> **SUPPLIED RECORDS**
· · ·
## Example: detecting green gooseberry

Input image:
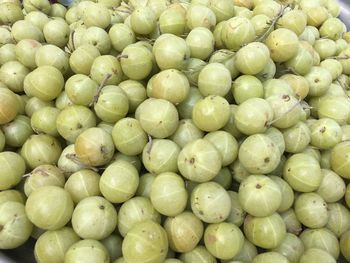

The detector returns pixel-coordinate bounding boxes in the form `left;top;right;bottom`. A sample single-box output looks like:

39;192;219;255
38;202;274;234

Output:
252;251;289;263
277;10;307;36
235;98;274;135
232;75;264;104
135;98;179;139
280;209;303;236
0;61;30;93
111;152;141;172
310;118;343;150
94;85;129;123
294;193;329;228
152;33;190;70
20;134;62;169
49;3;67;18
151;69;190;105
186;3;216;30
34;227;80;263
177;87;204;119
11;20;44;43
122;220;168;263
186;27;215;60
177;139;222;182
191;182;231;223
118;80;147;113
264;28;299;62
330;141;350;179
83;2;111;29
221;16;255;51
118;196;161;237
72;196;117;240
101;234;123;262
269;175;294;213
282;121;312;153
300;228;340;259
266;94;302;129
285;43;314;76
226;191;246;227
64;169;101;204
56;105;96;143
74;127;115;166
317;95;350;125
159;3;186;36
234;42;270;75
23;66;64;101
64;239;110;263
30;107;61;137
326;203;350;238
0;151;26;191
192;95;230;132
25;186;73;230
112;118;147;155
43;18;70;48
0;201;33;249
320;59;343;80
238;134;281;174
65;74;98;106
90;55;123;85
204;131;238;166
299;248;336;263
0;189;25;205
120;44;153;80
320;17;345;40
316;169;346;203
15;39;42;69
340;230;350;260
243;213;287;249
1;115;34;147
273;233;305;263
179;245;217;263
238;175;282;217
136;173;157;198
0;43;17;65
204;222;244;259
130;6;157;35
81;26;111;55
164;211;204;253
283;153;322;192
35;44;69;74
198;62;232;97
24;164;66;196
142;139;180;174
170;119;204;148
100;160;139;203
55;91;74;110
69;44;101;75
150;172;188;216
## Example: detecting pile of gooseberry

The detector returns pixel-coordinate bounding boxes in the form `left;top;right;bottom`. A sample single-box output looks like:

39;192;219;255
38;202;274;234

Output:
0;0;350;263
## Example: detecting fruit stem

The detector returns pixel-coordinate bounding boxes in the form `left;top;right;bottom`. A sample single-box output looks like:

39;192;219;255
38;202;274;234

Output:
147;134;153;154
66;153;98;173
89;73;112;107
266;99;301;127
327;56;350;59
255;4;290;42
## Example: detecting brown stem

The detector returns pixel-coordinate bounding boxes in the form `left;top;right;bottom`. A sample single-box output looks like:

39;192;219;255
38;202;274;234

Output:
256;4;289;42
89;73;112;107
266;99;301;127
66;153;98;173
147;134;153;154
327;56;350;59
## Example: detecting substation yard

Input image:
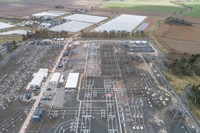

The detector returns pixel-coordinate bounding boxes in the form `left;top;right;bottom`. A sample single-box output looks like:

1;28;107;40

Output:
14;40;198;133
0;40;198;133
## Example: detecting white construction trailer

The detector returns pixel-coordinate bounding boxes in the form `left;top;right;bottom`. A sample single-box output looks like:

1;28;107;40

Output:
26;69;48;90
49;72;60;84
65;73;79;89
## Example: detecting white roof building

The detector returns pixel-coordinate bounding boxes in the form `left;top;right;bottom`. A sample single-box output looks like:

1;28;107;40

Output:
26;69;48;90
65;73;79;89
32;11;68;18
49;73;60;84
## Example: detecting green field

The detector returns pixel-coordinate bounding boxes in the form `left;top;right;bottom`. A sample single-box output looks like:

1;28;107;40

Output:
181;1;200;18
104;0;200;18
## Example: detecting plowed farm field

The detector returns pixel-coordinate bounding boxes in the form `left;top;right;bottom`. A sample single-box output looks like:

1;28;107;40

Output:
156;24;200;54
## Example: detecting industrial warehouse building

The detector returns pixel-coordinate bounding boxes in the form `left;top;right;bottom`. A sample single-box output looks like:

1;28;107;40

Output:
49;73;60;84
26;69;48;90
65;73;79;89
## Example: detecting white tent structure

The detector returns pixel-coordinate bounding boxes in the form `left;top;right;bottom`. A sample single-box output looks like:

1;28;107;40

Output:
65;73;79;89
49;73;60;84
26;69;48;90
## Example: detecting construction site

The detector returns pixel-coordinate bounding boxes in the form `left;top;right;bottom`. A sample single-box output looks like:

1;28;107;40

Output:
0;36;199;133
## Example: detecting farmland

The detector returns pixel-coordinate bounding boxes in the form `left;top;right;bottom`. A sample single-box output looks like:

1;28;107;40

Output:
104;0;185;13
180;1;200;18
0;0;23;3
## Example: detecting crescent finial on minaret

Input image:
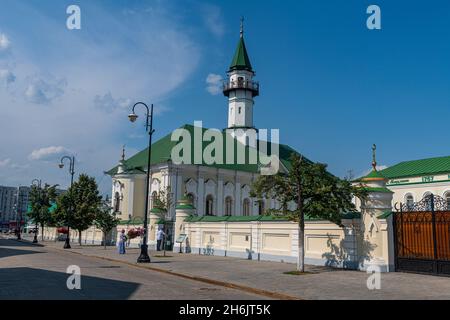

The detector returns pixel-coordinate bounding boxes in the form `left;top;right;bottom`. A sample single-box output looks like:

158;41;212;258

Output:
· · ·
> **EXERCISE DESCRIPTION**
Copy out all of the items above word for word, leaving out the pictures.

> **ANSWER TO THE EXERCISE**
## Example: detecting green gooseberry

Input image:

The detector returns pixel-coordinate bounding boxes in the form `left;top;right;bottom`. A sample single-box output looks like:

39;192;219;255
38;202;274;234

Output:
252;251;289;263
277;10;307;36
235;98;274;135
232;75;264;104
135;98;179;139
280;209;303;236
0;61;30;93
111;152;141;172
310;118;343;150
94;85;129;123
294;193;329;228
152;33;190;70
20;134;62;169
49;3;67;18
151;69;190;105
186;3;216;30
34;227;80;263
177;87;204;119
11;20;44;43
122;220;168;263
186;27;215;60
177;139;222;182
191;182;231;223
118;80;147;113
264;28;299;62
330;141;350;179
83;2;111;29
221;16;255;51
118;196;161;237
72;196;117;240
101;234;123;262
269;175;294;213
282;121;312;153
300;228;340;259
266;94;302;129
285;43;314;76
226;191;246;227
64;169;101;204
56;105;96;143
74;127;115;166
317;95;350;125
159;3;186;36
234;42;270;75
23;66;64;101
64;239;110;263
30;107;61;137
326;203;350;238
0;151;26;191
192;95;230;132
25;186;73;230
112;118;147;155
43;18;70;48
0;201;33;249
320;59;343;80
238;134;281;174
65;74;98;106
90;55;123;85
204;131;238;166
299;248;336;263
0;189;25;205
120;44;153;80
320;17;345;40
316;169;346;203
15;39;42;69
340;230;350;260
243;213;287;249
1;115;34;147
273;233;305;263
179;245;217;263
238;175;282;217
136;173;157;198
0;43;17;65
204;222;244;259
130;6;157;35
81;26;111;55
164;211;204;253
283;153;322;192
35;44;69;74
198;62;232;97
24;164;66;196
142;139;180;174
170;119;204;148
100;160;139;203
55;91;74;110
69;44;101;75
150;172;188;216
## Example: detecting pile of gooseberry

The detector returns pixel-coordinate bounding boxes in the form `left;top;right;bottom`. A sample single-box output looks like:

39;192;219;255
38;202;274;234

Output:
0;0;350;263
## Example: detecting fruit stem

The detector returns pixel-coordinate bounding boxes in the form `left;top;right;bottom`. A sample single-box output looks like:

39;192;219;255
38;202;274;234

Output:
147;134;153;154
66;153;98;173
89;73;112;107
266;99;301;127
327;56;350;59
255;4;290;42
## Example: detecting brown stem

The detector returns pixel-coordinate bounding boxes in the form `left;top;right;bottom`. A sample single-box output looks like:

39;192;219;255
38;202;274;234

Output:
256;4;289;42
89;73;112;107
266;99;301;127
66;153;98;173
147;134;153;154
327;56;350;59
## Example: detecting substation yard

Input image:

The detector returns pixel-coordinate bounding boxes in the form `left;top;right;bottom`. A sample single-box output looks like:

1;28;107;40

Output:
14;40;198;133
0;40;198;133
## Example: detecting white construction trailer

The detector returns pixel-coordinate bounding boxes in the form `left;top;right;bottom`. A sample single-box output looks like:

1;28;107;40

Output:
26;69;48;90
49;72;60;84
65;73;79;89
## Example: detecting white roof building

The detector returns pixel-coordinate bounding boxes in the form `left;top;right;bottom`. A sample single-box output looks like:

1;28;107;40

Output:
26;69;48;90
65;73;79;89
32;11;68;18
49;73;60;84
## Example: detecting green field

The detector returns pixel-coordinate bounding boxes in the form `left;top;right;bottom`. A sample single-box output looks like:

1;28;107;40

Output:
181;1;200;18
104;0;200;18
## Example: detecting plowed farm field

The detector returns pixel-coordinate bounding boxes in the form `left;top;right;bottom`. A sample single-box output looks like:

1;28;107;40

Output:
156;24;200;54
## Example: detecting industrial warehouse building

The detector returns pixel-coordinate bounding boxes in the form `left;top;right;bottom`. A sample single-box output looks like:

1;28;107;40

Output:
49;73;60;84
26;69;48;90
65;73;79;89
## Example: detecting white tent structure

The detector returns pixel-coordinate bounding boxes in the form `left;top;right;bottom`. A sample single-box output looks like:

1;28;107;40

Output:
65;73;79;89
49;73;60;84
26;69;48;90
## Example: detecting construction site

The detector returns pixel-coordinate bounding boxes in the form `left;top;right;bottom`. A sample single-box output looks like:

1;28;107;40

Output:
0;36;199;133
## Example: detecting farmland

The detector returns pixel-coordinate bounding boxes in the form `left;top;right;bottom`. A sample single-box output looks like:

1;28;107;40

Output:
104;0;185;13
180;1;200;18
0;0;23;3
## Example: detecting crescent finial on minaret

Input image:

The detector returns pixel-coordinate bounding boxes in the form `left;top;right;bottom`. A sample single-box output looks like:

158;41;212;258

Output:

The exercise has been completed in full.